■ **Problem requirements**: Search the data below for "before"; list each line that holds it.

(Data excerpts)
----
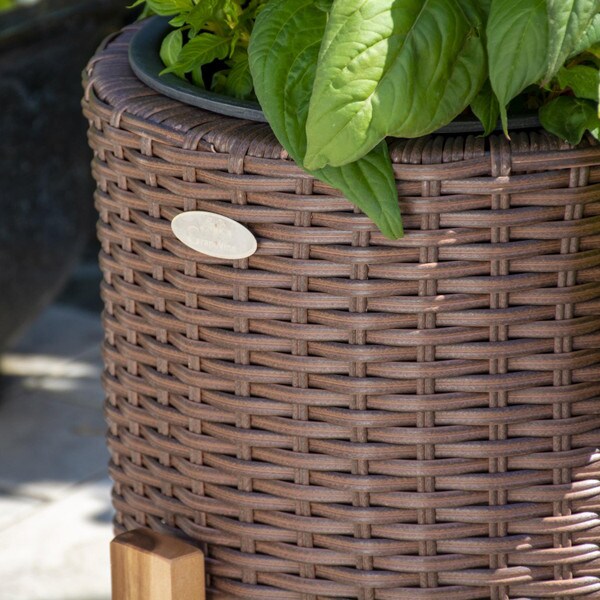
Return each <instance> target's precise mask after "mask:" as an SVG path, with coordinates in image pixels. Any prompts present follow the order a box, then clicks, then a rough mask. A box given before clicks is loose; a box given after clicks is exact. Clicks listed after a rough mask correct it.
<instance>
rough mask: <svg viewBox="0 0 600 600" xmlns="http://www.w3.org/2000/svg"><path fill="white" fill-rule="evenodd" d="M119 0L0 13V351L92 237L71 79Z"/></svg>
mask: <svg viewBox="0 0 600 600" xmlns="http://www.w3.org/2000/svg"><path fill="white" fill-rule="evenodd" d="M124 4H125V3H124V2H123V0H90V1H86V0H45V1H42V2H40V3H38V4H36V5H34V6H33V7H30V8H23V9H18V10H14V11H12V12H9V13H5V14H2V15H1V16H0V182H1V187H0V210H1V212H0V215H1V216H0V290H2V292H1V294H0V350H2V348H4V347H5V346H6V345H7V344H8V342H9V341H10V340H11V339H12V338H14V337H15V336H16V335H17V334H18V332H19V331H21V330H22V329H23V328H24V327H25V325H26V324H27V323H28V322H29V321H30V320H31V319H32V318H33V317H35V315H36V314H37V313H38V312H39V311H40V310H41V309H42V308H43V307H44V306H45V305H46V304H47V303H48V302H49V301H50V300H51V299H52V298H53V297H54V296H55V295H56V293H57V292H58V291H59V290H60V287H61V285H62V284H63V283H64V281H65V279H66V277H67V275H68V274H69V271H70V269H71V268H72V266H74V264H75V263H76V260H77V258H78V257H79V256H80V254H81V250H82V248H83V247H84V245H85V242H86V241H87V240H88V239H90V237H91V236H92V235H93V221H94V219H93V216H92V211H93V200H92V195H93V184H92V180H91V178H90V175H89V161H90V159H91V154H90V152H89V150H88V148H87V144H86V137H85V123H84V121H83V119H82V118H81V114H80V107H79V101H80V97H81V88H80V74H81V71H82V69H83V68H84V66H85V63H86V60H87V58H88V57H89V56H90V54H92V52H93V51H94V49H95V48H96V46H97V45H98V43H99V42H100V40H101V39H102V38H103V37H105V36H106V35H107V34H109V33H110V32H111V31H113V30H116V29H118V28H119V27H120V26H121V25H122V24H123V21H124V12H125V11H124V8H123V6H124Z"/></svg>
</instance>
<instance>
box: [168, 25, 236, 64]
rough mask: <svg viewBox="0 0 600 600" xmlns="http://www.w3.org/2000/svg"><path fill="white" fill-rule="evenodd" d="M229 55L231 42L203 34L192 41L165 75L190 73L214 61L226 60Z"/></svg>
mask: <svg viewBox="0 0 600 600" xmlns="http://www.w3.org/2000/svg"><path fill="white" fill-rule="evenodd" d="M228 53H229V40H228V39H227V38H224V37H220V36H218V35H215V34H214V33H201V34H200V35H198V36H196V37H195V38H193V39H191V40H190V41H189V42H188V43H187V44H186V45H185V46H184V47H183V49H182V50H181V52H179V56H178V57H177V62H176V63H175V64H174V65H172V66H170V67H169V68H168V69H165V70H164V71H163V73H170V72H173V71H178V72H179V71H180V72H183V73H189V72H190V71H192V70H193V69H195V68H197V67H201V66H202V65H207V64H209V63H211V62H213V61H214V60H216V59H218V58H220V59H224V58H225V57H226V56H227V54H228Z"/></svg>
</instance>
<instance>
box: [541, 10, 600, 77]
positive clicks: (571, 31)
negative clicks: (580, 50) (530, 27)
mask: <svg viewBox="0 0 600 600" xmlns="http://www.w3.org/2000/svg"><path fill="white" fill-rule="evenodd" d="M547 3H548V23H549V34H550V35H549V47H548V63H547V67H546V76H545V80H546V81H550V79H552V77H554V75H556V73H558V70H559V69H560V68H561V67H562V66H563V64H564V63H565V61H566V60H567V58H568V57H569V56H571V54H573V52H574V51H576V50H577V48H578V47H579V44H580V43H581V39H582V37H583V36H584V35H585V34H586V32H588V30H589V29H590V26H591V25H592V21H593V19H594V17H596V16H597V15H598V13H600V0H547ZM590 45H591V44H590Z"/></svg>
----
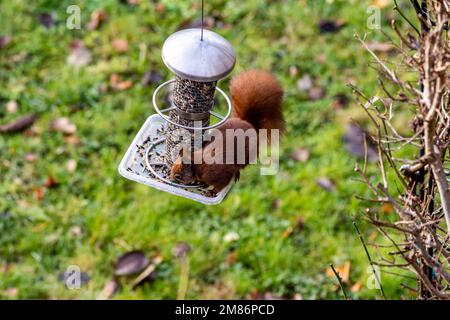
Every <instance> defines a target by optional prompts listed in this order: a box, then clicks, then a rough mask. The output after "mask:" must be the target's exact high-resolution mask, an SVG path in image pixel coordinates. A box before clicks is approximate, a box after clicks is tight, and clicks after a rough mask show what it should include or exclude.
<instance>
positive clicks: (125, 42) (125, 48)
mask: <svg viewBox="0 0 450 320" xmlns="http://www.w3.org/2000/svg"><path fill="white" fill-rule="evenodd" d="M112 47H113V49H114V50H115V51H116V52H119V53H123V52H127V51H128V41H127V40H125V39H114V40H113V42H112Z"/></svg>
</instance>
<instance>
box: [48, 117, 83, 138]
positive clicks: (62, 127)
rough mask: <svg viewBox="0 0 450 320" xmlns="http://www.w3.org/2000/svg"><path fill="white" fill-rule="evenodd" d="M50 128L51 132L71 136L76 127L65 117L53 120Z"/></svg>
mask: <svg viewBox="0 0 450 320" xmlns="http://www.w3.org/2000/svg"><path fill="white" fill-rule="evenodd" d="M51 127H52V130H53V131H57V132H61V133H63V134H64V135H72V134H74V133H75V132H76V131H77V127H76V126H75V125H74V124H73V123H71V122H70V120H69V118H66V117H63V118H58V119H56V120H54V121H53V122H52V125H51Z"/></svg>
----
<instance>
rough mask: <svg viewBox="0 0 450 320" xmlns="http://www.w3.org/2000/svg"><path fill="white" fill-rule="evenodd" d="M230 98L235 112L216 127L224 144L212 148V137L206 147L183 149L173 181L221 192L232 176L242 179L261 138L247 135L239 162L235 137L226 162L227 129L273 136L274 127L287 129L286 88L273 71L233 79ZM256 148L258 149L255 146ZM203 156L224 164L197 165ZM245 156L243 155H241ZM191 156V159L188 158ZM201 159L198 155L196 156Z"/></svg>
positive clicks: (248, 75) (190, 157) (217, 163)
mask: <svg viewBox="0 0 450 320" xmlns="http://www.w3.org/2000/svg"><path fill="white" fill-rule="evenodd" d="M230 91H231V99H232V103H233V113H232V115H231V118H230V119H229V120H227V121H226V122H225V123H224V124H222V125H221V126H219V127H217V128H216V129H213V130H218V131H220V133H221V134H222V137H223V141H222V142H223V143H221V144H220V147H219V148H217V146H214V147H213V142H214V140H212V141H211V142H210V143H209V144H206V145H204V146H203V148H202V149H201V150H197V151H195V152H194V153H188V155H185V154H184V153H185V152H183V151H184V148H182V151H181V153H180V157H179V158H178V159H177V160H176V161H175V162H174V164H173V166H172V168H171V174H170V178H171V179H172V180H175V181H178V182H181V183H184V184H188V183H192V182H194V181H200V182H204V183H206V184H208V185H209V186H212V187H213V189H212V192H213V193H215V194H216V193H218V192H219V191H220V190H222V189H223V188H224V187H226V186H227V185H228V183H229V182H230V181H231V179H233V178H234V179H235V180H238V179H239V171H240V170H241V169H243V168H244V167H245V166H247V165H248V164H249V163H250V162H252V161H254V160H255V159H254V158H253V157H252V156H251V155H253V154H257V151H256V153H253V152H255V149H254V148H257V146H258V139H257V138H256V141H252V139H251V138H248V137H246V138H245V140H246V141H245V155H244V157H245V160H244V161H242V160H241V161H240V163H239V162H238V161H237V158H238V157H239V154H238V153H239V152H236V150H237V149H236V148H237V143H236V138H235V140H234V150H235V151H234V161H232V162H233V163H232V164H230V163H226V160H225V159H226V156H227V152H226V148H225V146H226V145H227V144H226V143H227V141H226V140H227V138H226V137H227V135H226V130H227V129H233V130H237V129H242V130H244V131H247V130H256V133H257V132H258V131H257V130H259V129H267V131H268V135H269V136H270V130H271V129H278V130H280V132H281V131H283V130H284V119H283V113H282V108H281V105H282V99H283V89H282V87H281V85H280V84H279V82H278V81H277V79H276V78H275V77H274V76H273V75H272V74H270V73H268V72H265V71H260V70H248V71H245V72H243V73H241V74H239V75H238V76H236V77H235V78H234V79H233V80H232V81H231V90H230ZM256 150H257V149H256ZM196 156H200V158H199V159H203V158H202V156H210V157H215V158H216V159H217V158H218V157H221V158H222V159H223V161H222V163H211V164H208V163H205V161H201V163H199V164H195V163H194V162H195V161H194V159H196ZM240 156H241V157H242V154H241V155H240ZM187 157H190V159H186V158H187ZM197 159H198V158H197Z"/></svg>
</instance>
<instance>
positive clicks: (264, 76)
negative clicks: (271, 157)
----
■ **Task response**:
Return each <instance> target's precise mask after "mask:" as an SVG path, with coordinates in image pixels. Any prompts present follow the order a box, then clicks, then a rough mask. A box given before clicks is loose; a box given after clicks is exact. Clicks listed after a rough mask correct it.
Every <instance> defines a target by optional prompts listed in this order: a box, then clicks, then a rough mask. The output after "mask:" must be the target's exact high-resolution mask, an SVG path in image pixel coordinates. A box before clicks is approximate, a box after clicks is tight, and clicks after a rough mask show what it should include or exclude.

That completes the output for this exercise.